- DIRECTIONS FOR THIS TASK: Rewrite the items below with "thickest part" changed to "widest part" wherever it occurs, keeping everything else the same.

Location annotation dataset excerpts
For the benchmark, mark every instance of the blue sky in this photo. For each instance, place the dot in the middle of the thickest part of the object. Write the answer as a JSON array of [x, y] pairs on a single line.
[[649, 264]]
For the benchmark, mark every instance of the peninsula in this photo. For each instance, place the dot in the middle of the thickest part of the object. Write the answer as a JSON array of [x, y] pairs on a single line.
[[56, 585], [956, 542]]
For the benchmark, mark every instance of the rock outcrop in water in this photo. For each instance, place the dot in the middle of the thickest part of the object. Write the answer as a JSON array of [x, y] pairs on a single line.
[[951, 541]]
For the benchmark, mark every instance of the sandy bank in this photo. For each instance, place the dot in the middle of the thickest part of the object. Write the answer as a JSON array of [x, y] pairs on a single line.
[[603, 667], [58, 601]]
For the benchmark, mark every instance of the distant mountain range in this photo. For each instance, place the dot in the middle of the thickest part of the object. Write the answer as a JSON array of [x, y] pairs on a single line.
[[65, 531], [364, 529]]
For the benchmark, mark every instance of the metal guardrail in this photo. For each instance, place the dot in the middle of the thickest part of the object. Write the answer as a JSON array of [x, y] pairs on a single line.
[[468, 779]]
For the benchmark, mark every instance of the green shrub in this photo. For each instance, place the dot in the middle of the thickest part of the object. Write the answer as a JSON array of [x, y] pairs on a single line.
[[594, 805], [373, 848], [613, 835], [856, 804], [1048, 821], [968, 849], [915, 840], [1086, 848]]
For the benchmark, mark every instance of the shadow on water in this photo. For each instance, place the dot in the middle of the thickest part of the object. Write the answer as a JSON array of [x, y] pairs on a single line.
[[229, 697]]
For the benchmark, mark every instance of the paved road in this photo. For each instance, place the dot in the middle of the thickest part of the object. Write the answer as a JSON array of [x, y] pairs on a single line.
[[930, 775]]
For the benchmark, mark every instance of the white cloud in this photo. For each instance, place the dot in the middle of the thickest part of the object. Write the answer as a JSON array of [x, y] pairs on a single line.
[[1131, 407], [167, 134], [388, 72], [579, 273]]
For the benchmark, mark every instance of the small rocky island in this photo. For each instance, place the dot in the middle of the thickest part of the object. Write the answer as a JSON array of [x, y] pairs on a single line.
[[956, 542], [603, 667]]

- ANSWER FOR THIS EXERCISE:
For the benchmark, mark every instance of the blue sky in this photo. For each instance, place the dot in the middle of the widest part of the object. Write the answer as a JSON array of [x, y] pairs on a single line.
[[649, 264]]
For the benchmark, mark every instance of the peninsula in this photo. For each instance, place the dot in the middle of the widest part of the object. Write the answer as a JSON array of [x, y] pairs on a single line.
[[56, 585], [956, 542]]
For the benchmark, mark every instance of the rock outcrop in water in this photo. For each instance, place the dot in the middle of the widest part of the object. Write the answer as a JSON array of [x, y] pairs on a single line.
[[951, 541]]
For the benchmark, mark every instance of the sandy bank in this photo. For each instance, place the dot in the middle of the widest part of the object. Write the answer as a JSON array of [x, y] pairs on a single line.
[[603, 667], [58, 601]]
For the benchmark, mark every instance of the distant mountain range in this photo. For each instance, place the dot in the middle of the widest part of the object. Write the answer as a JSON array of [x, y] pairs on a single line.
[[65, 531], [364, 529]]
For the benchmark, mark every instance of the metal guardrail in this photo. For each instance, place the dot in the middle of the widest part of the object. Write the answer as a JSON array of [x, y] pairs on a single line.
[[468, 779]]
For the benchmark, mark every instance of the green shrub in this photo. For each instance, place the dot in the middle of the widest part of the object. Write the answer as a JSON array of [x, y] pairs on a single line.
[[594, 805], [373, 848], [613, 835], [856, 804], [1048, 821], [968, 849], [915, 840], [1086, 848]]
For the benchmark, mark every instance of the shadow on water in this photo. For each instance, place the dot in the middle of the widest part of the object. Write the answer as a JSON array of [x, y] pairs on a single line.
[[229, 697]]
For the benchmark, mark every instance of the paved road in this photo. For each instance, place the dot in the middle of the widest part of the object. Write the answer as a JSON array of [x, y] pairs on a single line.
[[930, 775]]
For the benchmark, mark every instance of the white cloud in this photo. For each instance, place the dot in the middle of the widest part of the object. Write the answer as a JSON array of [x, y] pairs on a single line.
[[1131, 407], [167, 134], [388, 72], [579, 273]]
For the benchmark, mark every instance of the small rocky island in this photo. For each instance, place the dot in the middle of the widest part of the object. Write the answer as a JSON array of [x, y] pairs on a single line.
[[956, 542], [603, 667]]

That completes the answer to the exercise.